# Consigne:
Recopiez le texte sur les femmes célibataires sans enfants, depuis "J’ai questionné quelques" jusqu'à "marié, pas d’enfants.", en substituant "quarantaine" à "trentaine".

# Texte source:
--------------------------------------------------
J’ai questionné quelques personnes sur leur avis par rapport à ces femmes célibataires sans enfants, à la trentaine passée et voici un petit condensé des réponses que j’ai eues :
« Je trouve ça triste. Je pense que ces femmes n’ont pas trouvé l’amour et que maintenant qu’elles commencent à vieillir, c’est trop tard pour elles pour se marier » - Sahondra*, 35 ans, mariée, 2 enfants.
« Ce n’est pas normal, comment compte-t-elles perpétuer leur lignée ? N’ont-elles pas peur de ne jamais avoir d’enfants ? Elles devraient vite remédier à cette situation au lieu de prendre la vie comme un jeu. » * Teddy, 28 ans, marié, pas d’enfants.
«  Je ne comprends pas qu’on puisse choisir de ne pas se marier et de ne pas enfanter. Je veux dire : n’ont –elles pas peur de la solitude ? Peut être qu’elles pensent rester jeunes indéfiniment et n’ont pas conscience que le temps passe » - Gaël, 25 ans, sans enfants, célibataire.
«  Elles n’ont pas conscience que c’est dangereux, pour les hommes, ça va, même s’ils ont pris de l’âge, ils peuvent trouver une épouse quand même. Ce n’est pas le cas pour nous les femmes, à un certain âge, on risque de finir vieille fille ». Annie, 45 ans, mariée, 2 enfants.
« Je ne vois pas ce qu’il y a de mal à ça, il vaut mieux être seule que mal accompagnée non ? » Iary, mariée, sans enfants.
--------------------------------------------------
# Données:
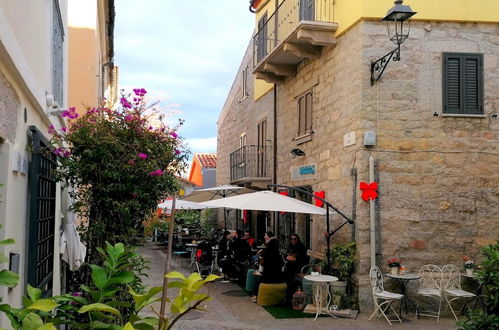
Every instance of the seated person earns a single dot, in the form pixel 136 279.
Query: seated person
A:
pixel 297 258
pixel 271 265
pixel 236 260
pixel 247 237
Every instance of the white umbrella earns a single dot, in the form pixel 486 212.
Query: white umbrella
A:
pixel 266 201
pixel 208 194
pixel 72 249
pixel 181 204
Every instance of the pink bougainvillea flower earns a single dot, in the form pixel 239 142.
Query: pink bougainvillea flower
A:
pixel 124 102
pixel 158 172
pixel 140 91
pixel 70 113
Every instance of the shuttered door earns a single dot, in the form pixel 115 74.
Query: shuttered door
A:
pixel 305 114
pixel 463 83
pixel 41 220
pixel 307 10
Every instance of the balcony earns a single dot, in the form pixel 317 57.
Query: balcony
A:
pixel 297 30
pixel 249 164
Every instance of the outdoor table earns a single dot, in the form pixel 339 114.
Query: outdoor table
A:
pixel 478 292
pixel 322 293
pixel 403 280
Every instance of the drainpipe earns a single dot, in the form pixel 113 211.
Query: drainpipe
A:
pixel 372 215
pixel 274 154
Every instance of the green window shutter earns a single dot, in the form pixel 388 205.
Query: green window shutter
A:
pixel 472 89
pixel 463 83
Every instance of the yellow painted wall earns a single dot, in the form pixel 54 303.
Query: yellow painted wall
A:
pixel 348 12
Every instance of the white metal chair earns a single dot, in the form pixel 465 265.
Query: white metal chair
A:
pixel 382 299
pixel 430 285
pixel 452 287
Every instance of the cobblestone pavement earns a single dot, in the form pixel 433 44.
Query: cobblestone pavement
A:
pixel 236 312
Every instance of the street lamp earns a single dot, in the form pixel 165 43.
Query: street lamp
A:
pixel 397 32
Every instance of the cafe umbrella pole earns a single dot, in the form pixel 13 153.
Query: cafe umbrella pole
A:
pixel 171 228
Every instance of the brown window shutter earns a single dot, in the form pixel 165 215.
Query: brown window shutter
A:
pixel 301 116
pixel 308 112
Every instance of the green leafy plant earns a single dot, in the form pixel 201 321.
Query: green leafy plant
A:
pixel 120 162
pixel 488 278
pixel 109 302
pixel 188 297
pixel 38 312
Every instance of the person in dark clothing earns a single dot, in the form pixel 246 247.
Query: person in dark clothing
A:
pixel 271 263
pixel 297 255
pixel 297 258
pixel 236 260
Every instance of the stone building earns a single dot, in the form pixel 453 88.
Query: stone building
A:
pixel 433 117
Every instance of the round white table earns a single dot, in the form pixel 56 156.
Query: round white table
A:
pixel 322 292
pixel 403 279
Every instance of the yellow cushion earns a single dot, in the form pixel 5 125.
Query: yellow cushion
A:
pixel 270 294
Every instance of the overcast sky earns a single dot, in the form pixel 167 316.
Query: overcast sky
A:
pixel 186 54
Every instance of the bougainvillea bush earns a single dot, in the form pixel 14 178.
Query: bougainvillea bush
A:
pixel 119 162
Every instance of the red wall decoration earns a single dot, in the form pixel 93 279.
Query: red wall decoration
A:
pixel 369 190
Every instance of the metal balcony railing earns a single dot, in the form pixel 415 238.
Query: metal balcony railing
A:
pixel 249 162
pixel 285 20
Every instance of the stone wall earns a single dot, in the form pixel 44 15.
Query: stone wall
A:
pixel 240 115
pixel 438 175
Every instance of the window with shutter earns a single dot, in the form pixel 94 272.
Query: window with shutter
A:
pixel 463 83
pixel 305 114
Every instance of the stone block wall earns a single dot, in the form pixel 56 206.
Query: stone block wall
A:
pixel 242 115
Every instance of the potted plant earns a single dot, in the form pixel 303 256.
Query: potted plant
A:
pixel 469 265
pixel 394 265
pixel 343 264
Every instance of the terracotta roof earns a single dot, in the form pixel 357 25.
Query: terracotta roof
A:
pixel 207 160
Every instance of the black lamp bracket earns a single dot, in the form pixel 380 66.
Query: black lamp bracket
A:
pixel 379 66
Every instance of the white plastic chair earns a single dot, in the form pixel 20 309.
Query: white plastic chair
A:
pixel 430 285
pixel 452 287
pixel 382 299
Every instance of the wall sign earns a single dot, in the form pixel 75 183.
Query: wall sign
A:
pixel 303 172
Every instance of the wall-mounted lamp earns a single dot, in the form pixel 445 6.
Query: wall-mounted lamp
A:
pixel 397 32
pixel 297 152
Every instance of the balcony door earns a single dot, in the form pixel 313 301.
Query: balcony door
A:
pixel 261 150
pixel 261 38
pixel 307 10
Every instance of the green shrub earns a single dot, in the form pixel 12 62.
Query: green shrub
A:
pixel 488 278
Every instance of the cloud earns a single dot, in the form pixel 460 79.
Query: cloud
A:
pixel 186 54
pixel 202 145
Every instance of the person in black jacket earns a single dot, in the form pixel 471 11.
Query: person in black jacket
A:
pixel 271 265
pixel 236 260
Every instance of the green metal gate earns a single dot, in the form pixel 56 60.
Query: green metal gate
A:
pixel 41 218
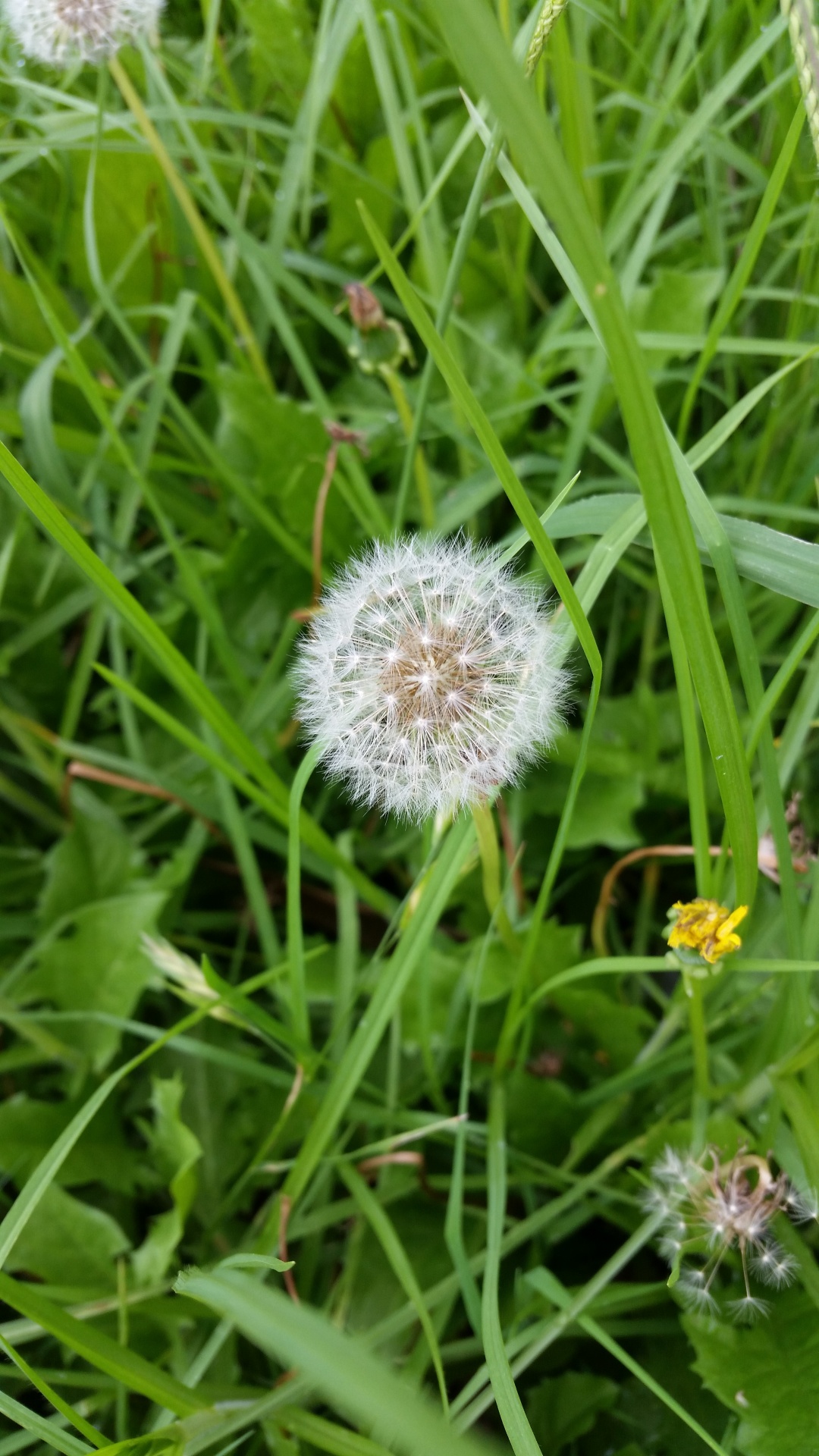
--------------------------------------------------
# Réponse:
J’ai questionné quelques personnes sur leur avis par rapport à ces femmes célibataires sans enfants, à la quarantaine passée et voici un petit condensé des réponses que j’ai eues :
« Je trouve ça triste. Je pense que ces femmes n’ont pas trouvé l’amour et que maintenant qu’elles commencent à vieillir, c’est trop tard pour elles pour se marier » - Sahondra*, 35 ans, mariée, 2 enfants.
« Ce n’est pas normal, comment compte-t-elles perpétuer leur lignée ? N’ont-elles pas peur de ne jamais avoir d’enfants ? Elles devraient vite remédier à cette situation au lieu de prendre la vie comme un jeu. » * Teddy, 28 ans, marié, pas d’enfants.